* begin MATERIAL PROVIDED *

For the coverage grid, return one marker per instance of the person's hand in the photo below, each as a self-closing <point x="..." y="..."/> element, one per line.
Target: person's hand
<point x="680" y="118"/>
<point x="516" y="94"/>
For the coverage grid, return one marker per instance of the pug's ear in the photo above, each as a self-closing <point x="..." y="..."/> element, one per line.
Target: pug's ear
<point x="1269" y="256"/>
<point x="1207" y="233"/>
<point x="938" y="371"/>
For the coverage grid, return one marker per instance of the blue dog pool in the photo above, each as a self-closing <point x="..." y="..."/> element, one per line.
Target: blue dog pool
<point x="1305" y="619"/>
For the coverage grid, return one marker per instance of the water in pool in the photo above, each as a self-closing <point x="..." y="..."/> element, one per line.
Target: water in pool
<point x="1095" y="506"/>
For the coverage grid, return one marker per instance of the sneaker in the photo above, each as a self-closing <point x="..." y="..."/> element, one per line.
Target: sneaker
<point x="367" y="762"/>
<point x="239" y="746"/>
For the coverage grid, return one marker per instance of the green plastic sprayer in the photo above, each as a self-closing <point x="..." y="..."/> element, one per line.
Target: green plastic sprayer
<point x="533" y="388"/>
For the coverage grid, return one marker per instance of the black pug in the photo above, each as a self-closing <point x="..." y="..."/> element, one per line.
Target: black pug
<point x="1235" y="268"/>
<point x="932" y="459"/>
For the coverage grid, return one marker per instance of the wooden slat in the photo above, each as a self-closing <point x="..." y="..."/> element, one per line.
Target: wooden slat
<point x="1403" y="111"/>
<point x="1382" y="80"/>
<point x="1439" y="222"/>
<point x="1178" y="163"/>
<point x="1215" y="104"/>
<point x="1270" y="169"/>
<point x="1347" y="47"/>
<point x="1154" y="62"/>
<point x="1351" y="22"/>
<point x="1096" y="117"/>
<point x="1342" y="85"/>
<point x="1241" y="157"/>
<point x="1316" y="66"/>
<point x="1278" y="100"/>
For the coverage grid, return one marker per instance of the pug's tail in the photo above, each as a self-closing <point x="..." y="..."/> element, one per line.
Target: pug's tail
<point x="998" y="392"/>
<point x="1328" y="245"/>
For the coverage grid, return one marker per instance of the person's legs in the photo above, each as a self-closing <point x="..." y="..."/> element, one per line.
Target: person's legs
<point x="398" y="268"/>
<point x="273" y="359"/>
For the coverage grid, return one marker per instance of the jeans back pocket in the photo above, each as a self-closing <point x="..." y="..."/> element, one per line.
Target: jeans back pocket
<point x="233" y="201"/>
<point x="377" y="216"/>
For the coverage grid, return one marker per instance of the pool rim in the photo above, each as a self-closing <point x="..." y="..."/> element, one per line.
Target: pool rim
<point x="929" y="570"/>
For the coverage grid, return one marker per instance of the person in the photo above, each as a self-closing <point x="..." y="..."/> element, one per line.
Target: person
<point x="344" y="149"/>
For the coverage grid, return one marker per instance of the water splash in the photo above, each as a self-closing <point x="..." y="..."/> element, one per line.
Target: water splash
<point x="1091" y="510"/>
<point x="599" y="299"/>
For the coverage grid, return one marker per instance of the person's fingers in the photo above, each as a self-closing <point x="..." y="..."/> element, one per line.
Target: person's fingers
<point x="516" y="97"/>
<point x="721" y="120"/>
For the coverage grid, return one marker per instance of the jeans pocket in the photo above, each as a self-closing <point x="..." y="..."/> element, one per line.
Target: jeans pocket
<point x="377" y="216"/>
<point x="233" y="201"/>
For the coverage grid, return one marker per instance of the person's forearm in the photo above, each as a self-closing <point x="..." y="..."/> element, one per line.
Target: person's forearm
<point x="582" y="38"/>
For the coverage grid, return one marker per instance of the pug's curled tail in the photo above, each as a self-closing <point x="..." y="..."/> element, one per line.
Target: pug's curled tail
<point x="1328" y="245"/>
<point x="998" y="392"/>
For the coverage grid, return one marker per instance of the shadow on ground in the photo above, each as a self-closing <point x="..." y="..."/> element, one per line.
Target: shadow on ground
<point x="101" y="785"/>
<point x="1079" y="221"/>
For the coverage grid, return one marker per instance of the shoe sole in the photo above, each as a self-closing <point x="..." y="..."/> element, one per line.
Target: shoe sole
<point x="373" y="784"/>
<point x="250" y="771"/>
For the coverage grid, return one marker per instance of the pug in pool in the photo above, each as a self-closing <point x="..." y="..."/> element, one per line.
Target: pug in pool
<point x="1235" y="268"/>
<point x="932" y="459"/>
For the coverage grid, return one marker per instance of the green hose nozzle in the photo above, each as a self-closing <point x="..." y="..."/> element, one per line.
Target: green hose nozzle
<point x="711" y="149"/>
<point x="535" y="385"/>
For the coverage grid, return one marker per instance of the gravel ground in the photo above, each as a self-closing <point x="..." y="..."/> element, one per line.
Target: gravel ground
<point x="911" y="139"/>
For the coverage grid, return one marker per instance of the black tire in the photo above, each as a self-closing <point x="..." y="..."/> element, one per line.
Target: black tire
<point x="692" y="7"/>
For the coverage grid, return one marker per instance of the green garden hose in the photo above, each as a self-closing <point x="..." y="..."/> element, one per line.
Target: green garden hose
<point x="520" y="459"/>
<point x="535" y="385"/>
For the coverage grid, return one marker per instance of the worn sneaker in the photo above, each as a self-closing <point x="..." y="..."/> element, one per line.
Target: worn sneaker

* end MATERIAL PROVIDED *

### TASK TO COMPLETE
Each record should come back exactly as written.

### EXERCISE SOLUTION
For the coverage grid, return one marker per instance of the person's hand in the photo below, each as a self-closing <point x="..." y="..."/> element, one per line.
Target: person's hand
<point x="680" y="118"/>
<point x="516" y="94"/>
For the coverage grid, return one marker per instance of the pug's ear in the photo above, each as a self-closing <point x="..." y="..."/> element, one per line.
Target: pug's ear
<point x="1269" y="256"/>
<point x="1207" y="233"/>
<point x="938" y="371"/>
For the coverage grid, return one marker per instance of the blue dog pool in the photo above, each as a self-closing <point x="..." y="..."/> element, one per line.
Target: blue dog pool
<point x="1305" y="619"/>
For the coverage grid, return one marker per instance of the water in pool in the photo above, each as a self-closing <point x="..." y="..."/> element, one per line.
Target: water in pool
<point x="1095" y="506"/>
For the coverage grid, return one marker per instance of the sneaker in the photo above, each as a self-closing <point x="..." y="..."/> element, one per line.
Target: sneaker
<point x="367" y="762"/>
<point x="239" y="746"/>
For the coverage grid, return one marker per instance of the green plastic sprayer in the photo above, each as a self-closing <point x="..." y="..."/> element, one per line.
Target: green plastic sprayer
<point x="533" y="388"/>
For the coverage grid, return one marker per instance of the black pug in the photo above, each as a self-closing <point x="..." y="..."/> element, one per line.
Target: black pug
<point x="1235" y="268"/>
<point x="932" y="459"/>
For the coverage grid, return one marker per instance of the wooden slat in the photo above, each as a self-closing <point x="..." y="..."/> element, one per line.
Target: wooden slat
<point x="1403" y="111"/>
<point x="1382" y="80"/>
<point x="1439" y="222"/>
<point x="1178" y="163"/>
<point x="1215" y="104"/>
<point x="1270" y="169"/>
<point x="1347" y="47"/>
<point x="1154" y="62"/>
<point x="1351" y="22"/>
<point x="1096" y="117"/>
<point x="1342" y="85"/>
<point x="1241" y="157"/>
<point x="1316" y="66"/>
<point x="1278" y="100"/>
For the coverage grid, return one marker per instance of the pug's tail in the photo above, each as a self-closing <point x="..." y="..."/> element, one per line.
Target: pug's tail
<point x="998" y="392"/>
<point x="1328" y="245"/>
For the coverage grid, return one marker per instance of the person's legs in the photo above, each as a self-closing <point x="..." y="..."/> element, one per line.
Target: person's legs
<point x="398" y="268"/>
<point x="273" y="359"/>
For the coverage grid, return one marker per instance of the jeans back pocket in the photo above, each as a self-closing <point x="..." y="..."/> element, one per line.
Target: jeans back pocket
<point x="233" y="201"/>
<point x="377" y="216"/>
For the coverage grid, return one marker per instance of the pool rim in the photo above, each as a self-closing <point x="..." y="..."/> element, one per line.
Target: pool rim
<point x="929" y="570"/>
For the coverage grid, return one marker per instance of the person in the photo above, each as a self-closing <point x="..." y="..."/> element, one per line.
Target: person
<point x="344" y="149"/>
For the coverage grid, return one marker per instance of the water splash in the photo above, each as a self-closing <point x="..." y="..."/> element, one per line.
Target: water splash
<point x="1091" y="510"/>
<point x="599" y="299"/>
For the coverage grid, return one marker per instance of the person's fingers in the photo above, each as a self-closing <point x="..." y="..."/> element, one per line.
Target: person's fingers
<point x="516" y="97"/>
<point x="721" y="120"/>
For the coverage grid, return one marker per instance of the jeans pocket in the photo above, each as a self-closing <point x="..." y="..."/> element, one per line.
Target: jeans pocket
<point x="377" y="216"/>
<point x="233" y="201"/>
For the coverage grid, return one marker per instance of the person's forearm in the photo above, each as a self-closing <point x="..." y="..."/> element, one per line.
Target: person's forearm
<point x="582" y="38"/>
For the coverage grid, return one marker per instance of the pug's curled tail in the photo above, each as a self-closing <point x="..." y="..."/> element, one per line.
Target: pug's curled tail
<point x="1328" y="245"/>
<point x="998" y="392"/>
For the coverage grid, return one marker per instance of the shadow on ground in the photo above, each as a self-closing <point x="..." y="..."/> element, one per line.
Target: shadow on ground
<point x="101" y="785"/>
<point x="1079" y="221"/>
For the coverage grid, return one marker per instance of the shoe sole in the photo above, each as a self-closing <point x="..." y="..."/> element, one per line.
Target: shoe sole
<point x="373" y="784"/>
<point x="250" y="771"/>
For the coverage grid, return one marker per instance of the pug in pool in the photo above, each as a self-closing <point x="..." y="..."/> element, one per line.
Target: pug in pool
<point x="1235" y="268"/>
<point x="932" y="459"/>
For the coverage grid, return one marker per instance of the green hose nozzle in the photo above, each as a self-closing <point x="..." y="..."/> element, one per line.
Target: green hose nozzle
<point x="711" y="149"/>
<point x="535" y="385"/>
For the coverage grid, return one marker per instance of the gravel ground in the photo above, each as a self-closing <point x="..." y="..."/> element, one per line.
Target: gravel ground
<point x="911" y="139"/>
For the coverage grid, return one marker per instance of the black tire in the photo above, each as a self-closing <point x="..." y="..."/> element, one per line.
Target: black tire
<point x="692" y="7"/>
For the coverage grid, return one marker per instance of the green garden hose in the photo above, each as a self-closing <point x="..." y="..."/> element, one per line.
Target: green garden hose
<point x="520" y="459"/>
<point x="535" y="385"/>
For the coverage grid, return one marker per instance of the worn sneaker in the photo above, each as a self-closing <point x="..." y="..."/> element, one per line.
Target: worn sneaker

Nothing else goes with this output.